§ **Provided passage**
------------------------------------------------------------------------

Though he was able to rub shoulders with world-renowned rock bands who were guests on the show, Webber found his life at WFNX to be not all that he had hoped. Playing late night shows with his band and rolling out of bed at 4:00 AM to make it to the station eventually took it’s toll. So, when Webber’s manager Rich Van Vleet announced that he had booked a tour throughout the west coast, playing at a number of festivals, Webber packed his bags and waved WFNX goodbye.

While in California, Webber recorded much of Eastertown, and Paper Slipper Shuffle, which his hometown paper (The Weekly Dig) called “insidiously catchy.” He made stops in Alabama and New York, and eventually his musical ramblings lead to a short documentary with rock legend Bo Diddley, as well as a 45-minute concert documentary with Celtic-Rock band The Dropkick Murphys.

Webber  has subsequently released several recordings, bridging a wide variety of styles and has been described as everything from “lyric-driven” to “sample-happy”, to “Dylanesque.” Regardless of whom you ask, his music career has been nothing less than eclectic.

------------------------------------------------------------------------

§ **Directions for this task**
In the passage about Webber's music career, who was Webber's manager? The items below are not needed to answer anything about the passage.

------------------------------------------------------------------------

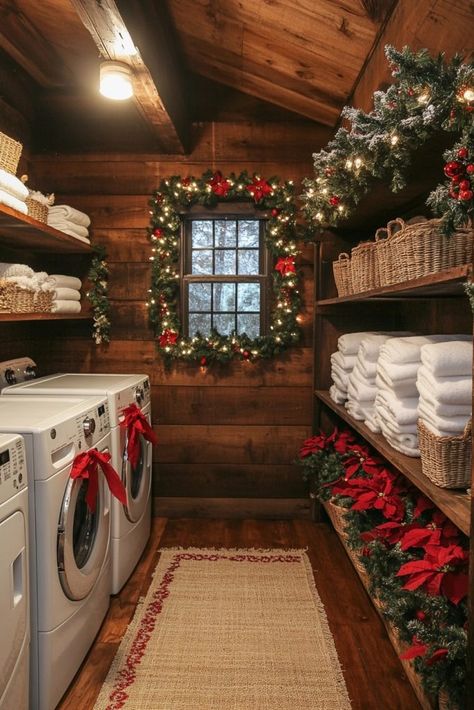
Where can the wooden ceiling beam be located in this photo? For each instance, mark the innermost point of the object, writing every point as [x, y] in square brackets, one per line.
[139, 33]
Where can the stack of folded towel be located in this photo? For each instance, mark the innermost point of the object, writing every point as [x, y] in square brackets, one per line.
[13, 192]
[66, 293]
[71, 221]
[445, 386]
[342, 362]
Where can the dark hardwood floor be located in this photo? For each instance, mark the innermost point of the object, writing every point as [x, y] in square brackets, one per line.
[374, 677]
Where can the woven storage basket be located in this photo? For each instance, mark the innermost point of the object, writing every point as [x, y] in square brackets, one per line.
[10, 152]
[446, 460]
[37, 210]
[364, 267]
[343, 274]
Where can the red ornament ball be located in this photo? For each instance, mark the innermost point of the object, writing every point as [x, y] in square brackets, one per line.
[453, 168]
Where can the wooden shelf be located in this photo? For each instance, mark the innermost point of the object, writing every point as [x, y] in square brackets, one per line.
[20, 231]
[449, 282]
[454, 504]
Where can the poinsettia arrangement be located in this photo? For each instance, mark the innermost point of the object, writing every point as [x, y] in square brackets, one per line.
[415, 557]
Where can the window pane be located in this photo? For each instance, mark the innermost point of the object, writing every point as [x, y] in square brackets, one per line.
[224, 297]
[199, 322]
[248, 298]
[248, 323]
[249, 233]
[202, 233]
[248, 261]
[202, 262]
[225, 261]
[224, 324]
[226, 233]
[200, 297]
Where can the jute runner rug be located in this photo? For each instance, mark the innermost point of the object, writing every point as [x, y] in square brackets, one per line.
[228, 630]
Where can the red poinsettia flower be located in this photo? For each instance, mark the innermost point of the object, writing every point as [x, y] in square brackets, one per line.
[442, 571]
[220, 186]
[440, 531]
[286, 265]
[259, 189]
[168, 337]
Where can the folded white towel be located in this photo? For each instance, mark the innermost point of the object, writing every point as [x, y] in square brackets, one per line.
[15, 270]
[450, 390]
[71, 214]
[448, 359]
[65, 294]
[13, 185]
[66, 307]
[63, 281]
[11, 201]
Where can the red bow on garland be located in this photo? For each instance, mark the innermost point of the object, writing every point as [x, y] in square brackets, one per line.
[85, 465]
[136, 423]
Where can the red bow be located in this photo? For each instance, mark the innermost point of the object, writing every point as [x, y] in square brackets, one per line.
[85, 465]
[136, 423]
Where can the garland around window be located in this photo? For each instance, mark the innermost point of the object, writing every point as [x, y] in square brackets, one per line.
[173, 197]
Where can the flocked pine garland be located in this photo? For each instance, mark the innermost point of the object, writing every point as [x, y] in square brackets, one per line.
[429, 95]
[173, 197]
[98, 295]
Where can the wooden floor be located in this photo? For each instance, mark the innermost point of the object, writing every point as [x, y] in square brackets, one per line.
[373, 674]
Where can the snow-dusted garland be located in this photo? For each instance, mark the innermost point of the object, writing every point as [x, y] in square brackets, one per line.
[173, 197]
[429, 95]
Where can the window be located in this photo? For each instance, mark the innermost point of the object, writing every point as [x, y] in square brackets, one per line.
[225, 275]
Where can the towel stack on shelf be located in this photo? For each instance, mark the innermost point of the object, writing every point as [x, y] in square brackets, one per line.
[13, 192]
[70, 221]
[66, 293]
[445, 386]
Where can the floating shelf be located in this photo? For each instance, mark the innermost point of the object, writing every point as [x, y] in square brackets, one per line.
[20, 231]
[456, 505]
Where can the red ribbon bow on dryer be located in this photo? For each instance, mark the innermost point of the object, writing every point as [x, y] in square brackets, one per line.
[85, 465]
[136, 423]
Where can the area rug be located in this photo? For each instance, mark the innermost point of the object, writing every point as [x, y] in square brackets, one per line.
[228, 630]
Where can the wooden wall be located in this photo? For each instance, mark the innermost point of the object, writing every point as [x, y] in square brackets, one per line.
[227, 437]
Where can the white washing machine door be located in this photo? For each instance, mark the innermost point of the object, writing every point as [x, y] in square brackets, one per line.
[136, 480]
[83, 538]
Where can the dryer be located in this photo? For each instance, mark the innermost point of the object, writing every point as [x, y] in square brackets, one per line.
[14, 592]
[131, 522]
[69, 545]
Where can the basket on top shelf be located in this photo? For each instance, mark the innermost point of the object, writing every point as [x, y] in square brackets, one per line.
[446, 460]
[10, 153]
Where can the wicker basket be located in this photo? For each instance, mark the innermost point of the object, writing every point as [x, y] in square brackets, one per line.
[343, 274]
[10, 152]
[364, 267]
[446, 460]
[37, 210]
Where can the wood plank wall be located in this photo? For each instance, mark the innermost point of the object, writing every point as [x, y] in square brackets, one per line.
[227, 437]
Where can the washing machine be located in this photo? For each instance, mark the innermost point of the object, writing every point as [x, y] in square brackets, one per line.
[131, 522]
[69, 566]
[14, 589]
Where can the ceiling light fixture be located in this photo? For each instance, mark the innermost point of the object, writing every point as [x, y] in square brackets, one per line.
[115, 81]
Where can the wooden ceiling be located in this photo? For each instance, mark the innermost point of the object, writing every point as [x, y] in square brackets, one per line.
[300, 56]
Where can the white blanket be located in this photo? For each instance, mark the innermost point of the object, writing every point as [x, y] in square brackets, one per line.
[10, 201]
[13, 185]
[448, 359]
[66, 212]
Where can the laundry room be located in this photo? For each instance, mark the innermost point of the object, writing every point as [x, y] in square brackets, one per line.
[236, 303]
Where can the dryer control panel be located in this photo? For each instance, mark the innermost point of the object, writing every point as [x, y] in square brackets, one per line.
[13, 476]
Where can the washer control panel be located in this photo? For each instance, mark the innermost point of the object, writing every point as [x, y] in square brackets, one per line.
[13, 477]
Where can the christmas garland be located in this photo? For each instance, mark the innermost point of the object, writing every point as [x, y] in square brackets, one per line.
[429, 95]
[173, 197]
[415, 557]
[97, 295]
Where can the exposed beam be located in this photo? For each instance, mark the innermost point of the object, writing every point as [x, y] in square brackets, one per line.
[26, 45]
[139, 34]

------------------------------------------------------------------------

§ **Expected output**
Rich Van Vleet